Semangat belajar Mochamad Nur Ramadhani tidak goyah sedikitpun. Meski kehilangan kaki di usia remaja, ia membuktikan dirinya mampu untuk meraih cita-cita.
Dhani, panggilan akrabnya, merupakan seorang dokter gigi yang menempuh pendidikan Magister di Jerman lewat Beasiswa LPDP. Sehari-hari, ia berjalan menggunakan satu kaki palsu atau prostesis.
Perjuangan Dhani dimulai saat menduduki bangku kelas 7. Saat itu, Dhani menemukan kondisi yang tidak terduga maupun diinginkannya.
Divonis Kanker Tulang
Masa kecil Dhani dihabiskan di Jerman mengikuti ayahnya yang sedang bertugas. Dhani kecil gemar sekali bermain sepak bola selama di sana.

○ ○ ○ ○ ○

== Instruksi Tertulis A ==
Ringkaslah teks bacaan tentang Dhani di atas dalam dua kalimat.

[Entri data]
○ ○ ○ ○ ○

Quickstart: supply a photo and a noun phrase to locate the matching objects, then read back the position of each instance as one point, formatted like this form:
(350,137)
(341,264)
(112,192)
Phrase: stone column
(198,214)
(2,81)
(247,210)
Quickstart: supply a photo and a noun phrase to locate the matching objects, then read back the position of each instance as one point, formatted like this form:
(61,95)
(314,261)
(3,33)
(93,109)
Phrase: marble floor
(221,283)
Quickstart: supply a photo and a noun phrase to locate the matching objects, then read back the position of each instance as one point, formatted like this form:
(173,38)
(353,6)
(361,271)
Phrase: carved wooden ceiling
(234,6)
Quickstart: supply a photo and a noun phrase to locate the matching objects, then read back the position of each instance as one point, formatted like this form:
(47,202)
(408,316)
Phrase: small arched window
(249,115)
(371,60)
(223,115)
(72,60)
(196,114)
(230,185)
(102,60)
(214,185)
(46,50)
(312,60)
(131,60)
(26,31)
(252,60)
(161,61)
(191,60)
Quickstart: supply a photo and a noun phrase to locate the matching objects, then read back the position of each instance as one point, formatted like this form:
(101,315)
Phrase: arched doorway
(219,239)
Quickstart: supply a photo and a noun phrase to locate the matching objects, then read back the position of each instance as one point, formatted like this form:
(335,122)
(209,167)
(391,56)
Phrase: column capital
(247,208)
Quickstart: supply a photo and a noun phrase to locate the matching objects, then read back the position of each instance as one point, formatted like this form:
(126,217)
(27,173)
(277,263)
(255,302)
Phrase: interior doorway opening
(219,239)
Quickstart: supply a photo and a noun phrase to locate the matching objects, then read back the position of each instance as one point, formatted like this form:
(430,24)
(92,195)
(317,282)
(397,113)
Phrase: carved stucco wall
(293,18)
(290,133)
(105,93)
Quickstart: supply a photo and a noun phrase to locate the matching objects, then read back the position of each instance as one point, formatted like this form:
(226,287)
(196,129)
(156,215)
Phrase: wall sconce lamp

○ ○ ○ ○ ○

== Instruksi Tertulis B ==
Sebutkan berapa baris dalam bagian data yang memuat kata "carved". Huruf besar dan kecil dibedakan, dan jawab dengan angkanya saja.

== Hasil Lengkap A ==
Mochamad Nur Ramadhani atau Dhani kehilangan kaki di usia remaja, tetapi membuktikan dirinya mampu meraih cita-cita dan kini menjadi dokter gigi yang menempuh pendidikan Magister di Jerman lewat Beasiswa LPDP sambil berjalan dengan satu kaki palsu. Perjuangannya dimulai saat duduk di kelas 7, sedangkan masa kecilnya dihabiskan di Jerman mengikuti ayahnya yang bertugas dan diisi dengan bermain sepak bola.

== Hasil Lengkap B ==
2